— What the task requires —
Rewrite the part of the Tree of Thoughts text starting with "4. Search algorithm: Use" and going on through "requires systematic exploration.", swapping "arithmetic operations" for "basic operations".

*** Passage provided Section Begins ***

Chain-of-Thought Is Greedy
Standard chain-of-thought prompting follows a single reasoning path from start to finish. Each step commits to a direction without the ability to backtrack or explore alternatives. For problems where the correct path is not obvious — where wrong early choices lead to dead ends — greedy CoT fails.
The Tree of Thoughts paper (arXiv:2305.10601) by Yao et al. reframes LLM problem-solving as tree search, where each node is a partial solution ("thought") and each edge is a reasoning step forward.
The Tree of Thoughts Framework
ToT generalizes CoT with four components:
1. Thought decomposition: Break the problem into discrete intermediate steps, where each "thought" is a coherent piece of reasoning (a few words to a paragraph).
2. Thought generator: At each node, generate k candidate thoughts using either sampling (diverse but independent) or proposing (asking the model to enumerate k distinct options).
3. State evaluator: For each partial solution, ask the model to evaluate whether it looks promising. This can be a numeric score or a sure/maybe/impossible classification.
4. Search algorithm: Use BFS (breadth-first, maintain the b most promising nodes per level) or DFS (depth-first with backtracking on sure failures).
The Game of 24 Benchmark
The most compelling result is on Game of 24: use four numbers and arithmetic operations to reach 24. Example: "4 5 6 10" → (10 - 4) × (6 - 5) × 4 = no... this requires systematic exploration.
GPT-4 with standard CoT solved 4% of Game of 24 problems. GPT-4 with ToT (BFS, b=5, 3 steps) solved 74% — a 18.5x improvement. The game requires exploring multiple arithmetic paths and abandoning ones that cannot reach 24, which BFS over thought trees handles naturally.
Self-Evaluation Prompting
The state evaluator is a standard LLM call:
"Given the current state [partial solution], evaluate whether this is likely to lead to a valid solution. Rate as sure/likely/impossible and explain why."
This simple self-evaluation is surprisingly calibrated — the model knows when it has painted itself into a corner.

*** Passage provided Section Ends ***
*** Recorded information Section Begins ***

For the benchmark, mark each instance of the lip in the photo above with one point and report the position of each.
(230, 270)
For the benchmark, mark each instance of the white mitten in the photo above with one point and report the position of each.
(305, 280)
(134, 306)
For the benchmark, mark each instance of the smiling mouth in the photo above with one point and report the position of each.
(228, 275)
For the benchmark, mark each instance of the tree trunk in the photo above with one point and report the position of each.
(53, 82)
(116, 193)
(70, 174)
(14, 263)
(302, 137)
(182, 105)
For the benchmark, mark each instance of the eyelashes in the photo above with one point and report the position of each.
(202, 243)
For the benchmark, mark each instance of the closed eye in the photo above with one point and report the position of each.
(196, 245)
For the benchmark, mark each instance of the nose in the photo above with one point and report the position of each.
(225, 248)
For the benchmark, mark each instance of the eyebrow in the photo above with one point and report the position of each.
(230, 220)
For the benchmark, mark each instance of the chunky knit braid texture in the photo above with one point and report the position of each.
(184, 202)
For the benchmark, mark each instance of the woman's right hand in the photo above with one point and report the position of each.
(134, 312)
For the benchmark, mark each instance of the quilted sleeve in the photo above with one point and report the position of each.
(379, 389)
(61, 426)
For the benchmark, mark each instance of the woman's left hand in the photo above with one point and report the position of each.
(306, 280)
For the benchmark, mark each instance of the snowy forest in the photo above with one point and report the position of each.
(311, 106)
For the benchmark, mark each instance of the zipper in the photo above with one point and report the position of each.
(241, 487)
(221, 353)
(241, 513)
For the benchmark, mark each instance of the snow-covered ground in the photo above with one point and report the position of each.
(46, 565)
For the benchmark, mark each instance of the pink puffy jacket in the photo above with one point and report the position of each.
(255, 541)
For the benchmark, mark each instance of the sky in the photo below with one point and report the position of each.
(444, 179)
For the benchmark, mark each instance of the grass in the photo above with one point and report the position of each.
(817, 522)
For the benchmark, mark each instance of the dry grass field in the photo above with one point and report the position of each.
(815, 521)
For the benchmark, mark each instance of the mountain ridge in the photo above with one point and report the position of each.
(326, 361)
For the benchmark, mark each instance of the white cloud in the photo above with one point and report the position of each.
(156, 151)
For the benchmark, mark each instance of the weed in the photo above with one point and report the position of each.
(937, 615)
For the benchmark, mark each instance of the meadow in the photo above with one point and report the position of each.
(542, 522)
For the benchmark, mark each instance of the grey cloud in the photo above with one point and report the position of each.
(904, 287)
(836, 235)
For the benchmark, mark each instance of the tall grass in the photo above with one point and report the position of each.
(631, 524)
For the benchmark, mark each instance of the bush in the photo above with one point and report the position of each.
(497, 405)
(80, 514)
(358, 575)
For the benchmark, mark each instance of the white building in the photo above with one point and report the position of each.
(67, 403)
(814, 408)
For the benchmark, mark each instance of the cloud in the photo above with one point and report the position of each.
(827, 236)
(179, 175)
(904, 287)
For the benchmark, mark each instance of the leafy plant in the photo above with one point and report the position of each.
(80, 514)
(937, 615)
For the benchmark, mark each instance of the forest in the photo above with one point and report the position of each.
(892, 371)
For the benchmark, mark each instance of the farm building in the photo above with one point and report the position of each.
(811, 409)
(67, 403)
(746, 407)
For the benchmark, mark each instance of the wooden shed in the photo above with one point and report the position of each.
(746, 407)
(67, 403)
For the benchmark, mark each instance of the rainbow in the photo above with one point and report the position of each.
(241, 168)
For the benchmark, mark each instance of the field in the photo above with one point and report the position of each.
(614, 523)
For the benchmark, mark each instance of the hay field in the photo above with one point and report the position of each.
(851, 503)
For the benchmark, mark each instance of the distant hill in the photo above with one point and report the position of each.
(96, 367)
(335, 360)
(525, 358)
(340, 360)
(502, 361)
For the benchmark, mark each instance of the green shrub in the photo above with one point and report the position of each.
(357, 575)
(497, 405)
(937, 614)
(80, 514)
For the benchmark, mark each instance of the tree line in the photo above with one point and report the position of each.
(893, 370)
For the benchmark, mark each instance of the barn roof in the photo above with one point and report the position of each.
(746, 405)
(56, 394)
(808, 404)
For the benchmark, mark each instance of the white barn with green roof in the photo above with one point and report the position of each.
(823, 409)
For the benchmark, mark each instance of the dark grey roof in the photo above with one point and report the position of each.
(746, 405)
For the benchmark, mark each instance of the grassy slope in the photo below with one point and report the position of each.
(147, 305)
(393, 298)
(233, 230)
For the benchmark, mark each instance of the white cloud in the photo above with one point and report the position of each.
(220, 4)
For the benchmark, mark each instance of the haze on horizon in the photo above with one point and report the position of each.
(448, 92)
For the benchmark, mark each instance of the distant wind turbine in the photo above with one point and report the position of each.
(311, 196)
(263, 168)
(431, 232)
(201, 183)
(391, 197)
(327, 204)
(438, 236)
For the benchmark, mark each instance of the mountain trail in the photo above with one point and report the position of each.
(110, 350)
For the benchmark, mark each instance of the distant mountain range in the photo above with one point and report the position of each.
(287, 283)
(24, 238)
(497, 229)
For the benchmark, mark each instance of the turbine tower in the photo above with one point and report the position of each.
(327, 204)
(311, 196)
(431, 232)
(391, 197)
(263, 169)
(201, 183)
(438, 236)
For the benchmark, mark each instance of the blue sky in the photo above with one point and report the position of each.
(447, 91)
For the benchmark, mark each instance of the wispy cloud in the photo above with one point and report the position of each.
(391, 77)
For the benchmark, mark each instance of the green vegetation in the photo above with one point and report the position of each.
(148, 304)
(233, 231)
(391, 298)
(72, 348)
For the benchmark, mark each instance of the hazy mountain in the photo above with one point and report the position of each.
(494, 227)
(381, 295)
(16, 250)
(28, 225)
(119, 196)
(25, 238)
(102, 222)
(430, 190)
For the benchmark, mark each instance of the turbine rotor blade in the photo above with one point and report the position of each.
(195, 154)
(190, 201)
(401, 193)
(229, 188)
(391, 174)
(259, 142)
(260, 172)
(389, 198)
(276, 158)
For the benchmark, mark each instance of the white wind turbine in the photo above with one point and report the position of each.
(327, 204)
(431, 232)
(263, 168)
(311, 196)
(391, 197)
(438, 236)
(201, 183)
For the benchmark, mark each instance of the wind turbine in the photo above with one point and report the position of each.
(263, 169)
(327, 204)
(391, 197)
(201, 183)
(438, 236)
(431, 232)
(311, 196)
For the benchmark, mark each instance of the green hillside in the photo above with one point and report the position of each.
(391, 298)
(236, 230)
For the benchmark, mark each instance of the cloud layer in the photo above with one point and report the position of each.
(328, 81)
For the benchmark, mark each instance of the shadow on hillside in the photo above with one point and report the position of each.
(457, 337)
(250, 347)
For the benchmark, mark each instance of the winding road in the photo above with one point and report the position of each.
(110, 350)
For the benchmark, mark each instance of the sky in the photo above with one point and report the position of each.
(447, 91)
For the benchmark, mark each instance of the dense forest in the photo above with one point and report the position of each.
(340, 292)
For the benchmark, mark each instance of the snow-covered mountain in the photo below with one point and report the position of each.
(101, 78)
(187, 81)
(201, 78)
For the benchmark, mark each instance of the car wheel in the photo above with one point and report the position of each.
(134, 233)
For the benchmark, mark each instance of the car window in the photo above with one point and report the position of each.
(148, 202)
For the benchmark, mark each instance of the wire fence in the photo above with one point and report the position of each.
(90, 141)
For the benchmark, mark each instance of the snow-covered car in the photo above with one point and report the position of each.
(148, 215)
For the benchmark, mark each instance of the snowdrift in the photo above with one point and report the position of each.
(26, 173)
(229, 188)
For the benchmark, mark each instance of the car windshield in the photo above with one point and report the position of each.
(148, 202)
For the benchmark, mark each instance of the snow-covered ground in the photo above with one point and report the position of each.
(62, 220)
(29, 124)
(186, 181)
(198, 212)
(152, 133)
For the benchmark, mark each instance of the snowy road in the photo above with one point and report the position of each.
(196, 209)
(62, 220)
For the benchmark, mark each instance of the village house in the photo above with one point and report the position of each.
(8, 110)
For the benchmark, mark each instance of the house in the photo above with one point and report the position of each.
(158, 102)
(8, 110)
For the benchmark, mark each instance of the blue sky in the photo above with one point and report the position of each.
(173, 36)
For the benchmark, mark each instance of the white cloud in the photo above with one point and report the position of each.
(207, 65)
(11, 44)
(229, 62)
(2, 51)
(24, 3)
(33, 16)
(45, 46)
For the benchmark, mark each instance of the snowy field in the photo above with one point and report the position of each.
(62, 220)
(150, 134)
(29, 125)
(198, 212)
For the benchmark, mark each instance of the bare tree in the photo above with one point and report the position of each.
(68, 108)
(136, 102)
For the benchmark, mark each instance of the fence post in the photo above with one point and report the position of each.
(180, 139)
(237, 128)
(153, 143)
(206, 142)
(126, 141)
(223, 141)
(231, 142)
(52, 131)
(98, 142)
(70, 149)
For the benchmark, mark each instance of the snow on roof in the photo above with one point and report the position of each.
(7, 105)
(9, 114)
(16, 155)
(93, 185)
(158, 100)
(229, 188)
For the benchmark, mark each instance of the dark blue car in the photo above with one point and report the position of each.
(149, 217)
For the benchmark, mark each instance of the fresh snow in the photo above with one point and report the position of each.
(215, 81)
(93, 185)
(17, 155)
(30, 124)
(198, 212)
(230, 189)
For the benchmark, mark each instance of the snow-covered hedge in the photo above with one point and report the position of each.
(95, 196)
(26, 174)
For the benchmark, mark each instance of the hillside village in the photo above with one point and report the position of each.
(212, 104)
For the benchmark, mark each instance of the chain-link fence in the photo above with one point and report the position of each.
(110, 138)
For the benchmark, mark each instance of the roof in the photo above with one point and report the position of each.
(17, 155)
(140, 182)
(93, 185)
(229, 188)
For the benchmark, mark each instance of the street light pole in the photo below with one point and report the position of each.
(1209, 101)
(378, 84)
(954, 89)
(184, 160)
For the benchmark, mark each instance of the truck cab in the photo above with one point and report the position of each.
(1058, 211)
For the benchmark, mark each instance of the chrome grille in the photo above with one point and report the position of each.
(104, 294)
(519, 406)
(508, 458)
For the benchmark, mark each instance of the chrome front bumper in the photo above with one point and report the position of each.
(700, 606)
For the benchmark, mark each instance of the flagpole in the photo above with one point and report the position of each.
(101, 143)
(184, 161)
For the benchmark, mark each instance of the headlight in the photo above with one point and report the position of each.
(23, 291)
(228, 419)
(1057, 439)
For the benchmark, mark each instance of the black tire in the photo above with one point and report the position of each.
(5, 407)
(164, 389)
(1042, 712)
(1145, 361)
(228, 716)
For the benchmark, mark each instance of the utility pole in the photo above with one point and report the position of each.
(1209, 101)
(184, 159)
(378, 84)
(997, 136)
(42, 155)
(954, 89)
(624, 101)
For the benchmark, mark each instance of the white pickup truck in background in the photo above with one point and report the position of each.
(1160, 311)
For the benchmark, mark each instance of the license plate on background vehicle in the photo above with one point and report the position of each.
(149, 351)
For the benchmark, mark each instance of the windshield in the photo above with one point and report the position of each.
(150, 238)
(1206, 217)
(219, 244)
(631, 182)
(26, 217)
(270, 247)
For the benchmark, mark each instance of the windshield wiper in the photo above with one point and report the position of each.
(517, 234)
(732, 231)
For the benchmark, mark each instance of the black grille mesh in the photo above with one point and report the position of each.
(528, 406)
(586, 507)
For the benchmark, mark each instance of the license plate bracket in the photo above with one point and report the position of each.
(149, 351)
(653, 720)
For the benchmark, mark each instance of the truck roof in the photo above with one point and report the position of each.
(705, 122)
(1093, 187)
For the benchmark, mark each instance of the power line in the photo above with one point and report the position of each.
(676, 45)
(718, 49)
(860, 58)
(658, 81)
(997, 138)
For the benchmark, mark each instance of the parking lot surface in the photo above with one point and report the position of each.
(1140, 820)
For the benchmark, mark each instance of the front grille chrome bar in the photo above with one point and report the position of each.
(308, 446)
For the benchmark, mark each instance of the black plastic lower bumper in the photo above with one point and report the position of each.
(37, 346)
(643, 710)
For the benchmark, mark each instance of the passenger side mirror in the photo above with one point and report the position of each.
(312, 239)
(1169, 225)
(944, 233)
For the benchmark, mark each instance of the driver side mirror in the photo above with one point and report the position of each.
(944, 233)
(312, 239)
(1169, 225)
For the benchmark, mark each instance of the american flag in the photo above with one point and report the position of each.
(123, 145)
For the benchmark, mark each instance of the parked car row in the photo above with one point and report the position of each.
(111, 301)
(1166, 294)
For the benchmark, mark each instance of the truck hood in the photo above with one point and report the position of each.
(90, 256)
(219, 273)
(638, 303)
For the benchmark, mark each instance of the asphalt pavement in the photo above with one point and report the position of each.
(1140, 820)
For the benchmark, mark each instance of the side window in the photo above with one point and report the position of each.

*** Recorded information Section Ends ***

— Answer area —
4. Search algorithm: Use BFS (breadth-first, maintain the b most promising nodes per level) or DFS (depth-first with backtracking on sure failures).
The Game of 24 Benchmark
The most compelling result is on Game of 24: use four numbers and basic operations to reach 24. Example: "4 5 6 10" → (10 - 4) × (6 - 5) × 4 = no... this requires systematic exploration.